▶ _GOAL 1_:
Duplicate word for word the part of the article on North Carolina basketball that opens with the words containing "There’s also more" and closes with "years in charge.".
▶ _GOAL 2_:
According to the article on North Carolina basketball, why is there more money to spend on players?

▶ _DOCUMENT SECTION_:
------------------------------

The single most important season of Hubert Davis’ coaching career so far, the one that will determine not only his future but perhaps the future of a North Carolina basketball program at risk of slipping from among the elite, begins amid a wave of change in an institution that was built upon — and relied upon — a bedrock of tradition and continuity that goes back decades.

In the past year, North Carolina became one of the last powerhouse programs to bring in a general manager to handle personnel matters when agent Jim Tanner was hired in February. The Tar Heels dipped more heavily into the transfer portal than ever before, bringing in six players from elsewhere.

There’s also more money to spend on players, thanks not only to the revenue-sharing from the House settlement but as the equal-and-opposite reaction to the millions suddenly thrown at the football program. Meanwhile, Zayden High was welcomed back to the program after his suspension for sexual misconduct and the junior varsity program Dean Smith started and Davis once coached is gone, after 52 years.

In some places, all of that may not be unusual, but it is in Chapel Hill. And for it all to happen at once this deep in an established coach’s tenure is a tacit admission that some course correction was needed for a program that has met its own established, lofty standards in the regular season only once in Davis’ four years in charge.

North Carolina coach Hubert Davis reacts to a turnover by his team in the first half against Wake Forest on Tuesday, January 21, 2025 at Lawrence Joel Coliseum in Winston-Salem, N.C.

------------------------------

▶ _RECORDED INFORMATION_:
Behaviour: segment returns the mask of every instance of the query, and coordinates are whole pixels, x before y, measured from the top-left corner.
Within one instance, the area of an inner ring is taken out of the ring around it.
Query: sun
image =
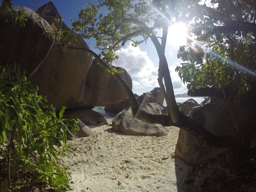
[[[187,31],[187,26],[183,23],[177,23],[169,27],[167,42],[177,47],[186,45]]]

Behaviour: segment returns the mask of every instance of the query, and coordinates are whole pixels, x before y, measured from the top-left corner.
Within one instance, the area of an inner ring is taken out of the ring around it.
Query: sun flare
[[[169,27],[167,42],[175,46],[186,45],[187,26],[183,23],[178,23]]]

------------------------------

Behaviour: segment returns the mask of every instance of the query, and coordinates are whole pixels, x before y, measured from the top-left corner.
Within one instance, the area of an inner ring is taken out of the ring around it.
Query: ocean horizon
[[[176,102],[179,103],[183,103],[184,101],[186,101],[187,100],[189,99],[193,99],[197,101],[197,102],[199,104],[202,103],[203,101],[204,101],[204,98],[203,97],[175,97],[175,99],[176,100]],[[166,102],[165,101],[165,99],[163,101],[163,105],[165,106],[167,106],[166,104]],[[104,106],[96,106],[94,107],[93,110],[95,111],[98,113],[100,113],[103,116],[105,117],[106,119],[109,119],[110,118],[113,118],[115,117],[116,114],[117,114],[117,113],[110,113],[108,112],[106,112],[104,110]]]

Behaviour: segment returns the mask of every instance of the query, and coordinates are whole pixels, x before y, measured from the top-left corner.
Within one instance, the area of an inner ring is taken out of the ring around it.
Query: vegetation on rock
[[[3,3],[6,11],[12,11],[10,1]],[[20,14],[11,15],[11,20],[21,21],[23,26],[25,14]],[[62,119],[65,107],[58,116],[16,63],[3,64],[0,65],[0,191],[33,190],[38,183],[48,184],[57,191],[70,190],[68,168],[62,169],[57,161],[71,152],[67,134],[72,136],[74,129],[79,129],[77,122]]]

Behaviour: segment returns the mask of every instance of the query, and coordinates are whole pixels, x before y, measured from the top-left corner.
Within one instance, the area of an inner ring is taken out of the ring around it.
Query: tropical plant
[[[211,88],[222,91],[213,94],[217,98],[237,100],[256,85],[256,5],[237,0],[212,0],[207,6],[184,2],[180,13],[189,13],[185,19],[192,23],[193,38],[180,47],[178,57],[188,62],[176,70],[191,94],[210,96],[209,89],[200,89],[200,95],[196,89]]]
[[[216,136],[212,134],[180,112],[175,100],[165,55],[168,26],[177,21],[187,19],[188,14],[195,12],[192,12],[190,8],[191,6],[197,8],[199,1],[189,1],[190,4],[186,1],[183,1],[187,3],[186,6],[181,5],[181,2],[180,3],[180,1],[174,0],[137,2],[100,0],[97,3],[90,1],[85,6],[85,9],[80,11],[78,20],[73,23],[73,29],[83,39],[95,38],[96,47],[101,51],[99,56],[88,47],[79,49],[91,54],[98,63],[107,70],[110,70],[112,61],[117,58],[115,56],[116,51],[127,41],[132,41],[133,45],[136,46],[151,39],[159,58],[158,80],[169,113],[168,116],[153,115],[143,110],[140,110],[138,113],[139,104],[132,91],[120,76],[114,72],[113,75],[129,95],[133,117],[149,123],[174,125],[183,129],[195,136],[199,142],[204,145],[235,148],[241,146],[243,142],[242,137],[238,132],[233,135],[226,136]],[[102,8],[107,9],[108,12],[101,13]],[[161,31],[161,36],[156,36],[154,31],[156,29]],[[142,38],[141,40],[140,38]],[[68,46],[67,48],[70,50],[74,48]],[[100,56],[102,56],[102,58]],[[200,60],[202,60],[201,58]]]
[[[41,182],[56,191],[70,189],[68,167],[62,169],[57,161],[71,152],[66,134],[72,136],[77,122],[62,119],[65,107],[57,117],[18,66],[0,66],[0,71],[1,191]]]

------------------------------

▶ _TASK OUTPUT 1_:
There’s also more money to spend on players, thanks not only to the revenue-sharing from the House settlement but as the equal-and-opposite reaction to the millions suddenly thrown at the football program. Meanwhile, Zayden High was welcomed back to the program after his suspension for sexual misconduct and the junior varsity program Dean Smith started and Davis once coached is gone, after 52 years.

In some places, all of that may not be unusual, but it is in Chapel Hill. And for it all to happen at once this deep in an established coach’s tenure is a tacit admission that some course correction was needed for a program that has met its own established, lofty standards in the regular season only once in Davis’ four years in charge.

▶ _TASK OUTPUT 2_:
The extra money comes from revenue-sharing under the House settlement. It is also an equal-and-opposite reaction to the millions suddenly spent on the football program.